Position annotation listing

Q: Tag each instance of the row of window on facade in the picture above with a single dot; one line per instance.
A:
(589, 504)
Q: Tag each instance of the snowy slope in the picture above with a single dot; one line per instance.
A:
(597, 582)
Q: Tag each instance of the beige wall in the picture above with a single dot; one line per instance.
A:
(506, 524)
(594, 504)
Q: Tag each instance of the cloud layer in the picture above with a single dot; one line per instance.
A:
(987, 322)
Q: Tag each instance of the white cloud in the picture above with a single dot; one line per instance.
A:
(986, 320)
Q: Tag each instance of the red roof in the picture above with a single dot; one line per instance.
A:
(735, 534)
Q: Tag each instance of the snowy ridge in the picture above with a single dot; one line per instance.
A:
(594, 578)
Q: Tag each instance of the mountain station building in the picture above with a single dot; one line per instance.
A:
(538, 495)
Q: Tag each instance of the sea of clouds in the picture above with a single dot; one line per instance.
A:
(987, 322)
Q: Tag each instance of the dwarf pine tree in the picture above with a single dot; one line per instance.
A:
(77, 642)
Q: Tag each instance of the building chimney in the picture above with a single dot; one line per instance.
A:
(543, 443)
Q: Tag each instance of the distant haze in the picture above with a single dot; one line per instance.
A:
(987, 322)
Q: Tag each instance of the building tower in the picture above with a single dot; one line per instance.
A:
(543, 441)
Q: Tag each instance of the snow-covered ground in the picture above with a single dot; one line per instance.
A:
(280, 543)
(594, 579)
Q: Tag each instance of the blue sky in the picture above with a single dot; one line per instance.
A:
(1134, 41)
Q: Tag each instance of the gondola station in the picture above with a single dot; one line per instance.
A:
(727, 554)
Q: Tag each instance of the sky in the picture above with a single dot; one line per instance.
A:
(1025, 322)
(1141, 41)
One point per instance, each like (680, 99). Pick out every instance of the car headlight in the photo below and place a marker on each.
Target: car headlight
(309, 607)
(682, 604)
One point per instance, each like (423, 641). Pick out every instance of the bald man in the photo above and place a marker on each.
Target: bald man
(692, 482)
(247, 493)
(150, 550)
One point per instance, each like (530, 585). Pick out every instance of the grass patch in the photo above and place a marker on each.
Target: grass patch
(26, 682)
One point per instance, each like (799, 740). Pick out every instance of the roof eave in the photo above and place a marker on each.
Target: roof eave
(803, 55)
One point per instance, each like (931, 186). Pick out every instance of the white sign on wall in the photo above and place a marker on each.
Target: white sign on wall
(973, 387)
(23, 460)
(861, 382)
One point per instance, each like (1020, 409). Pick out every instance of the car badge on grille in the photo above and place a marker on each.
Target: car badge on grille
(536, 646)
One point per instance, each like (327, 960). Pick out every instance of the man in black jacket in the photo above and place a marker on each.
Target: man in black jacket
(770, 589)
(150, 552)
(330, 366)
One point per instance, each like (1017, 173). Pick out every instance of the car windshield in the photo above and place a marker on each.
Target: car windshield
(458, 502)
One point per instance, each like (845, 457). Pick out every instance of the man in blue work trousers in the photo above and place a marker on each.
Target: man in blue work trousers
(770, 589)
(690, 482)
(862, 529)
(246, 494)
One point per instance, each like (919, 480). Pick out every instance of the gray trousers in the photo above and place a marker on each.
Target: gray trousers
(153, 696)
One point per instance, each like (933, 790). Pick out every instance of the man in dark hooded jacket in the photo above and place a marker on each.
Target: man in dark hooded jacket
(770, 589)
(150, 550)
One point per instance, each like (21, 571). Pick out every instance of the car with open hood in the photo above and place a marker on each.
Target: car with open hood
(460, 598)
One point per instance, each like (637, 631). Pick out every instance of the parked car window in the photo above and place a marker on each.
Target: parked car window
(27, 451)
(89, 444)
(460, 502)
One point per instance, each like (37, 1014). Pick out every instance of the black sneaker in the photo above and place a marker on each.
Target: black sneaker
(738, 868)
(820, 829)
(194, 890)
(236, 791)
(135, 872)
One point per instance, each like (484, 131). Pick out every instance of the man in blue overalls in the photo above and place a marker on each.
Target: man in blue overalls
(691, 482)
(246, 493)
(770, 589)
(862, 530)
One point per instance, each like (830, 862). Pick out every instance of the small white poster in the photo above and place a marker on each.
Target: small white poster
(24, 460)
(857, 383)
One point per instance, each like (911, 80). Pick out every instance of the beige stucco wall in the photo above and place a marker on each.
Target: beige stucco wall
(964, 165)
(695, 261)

▶ [PROBLEM] Reproduce the lines starting at the one containing "One point per instance, each like (830, 862)." and ending at the end of the listing, keeping the request lines unchanged, including the sample point within each. Multiply every point coordinate in the answers by 1.35 and round to the nearest whole number, with halves rounded up.

▶ [REPLY TO THE EXERCISE]
One point per instance, each like (830, 862). Pick out every instance of the small white poster in the photo above and place a marker on each.
Target: small white poster
(32, 621)
(1157, 517)
One point per instance, each like (911, 80). Pick out every instance of the beige stucco wall in the photo above and place a marker on each.
Target: beige stucco wall
(1301, 223)
(938, 352)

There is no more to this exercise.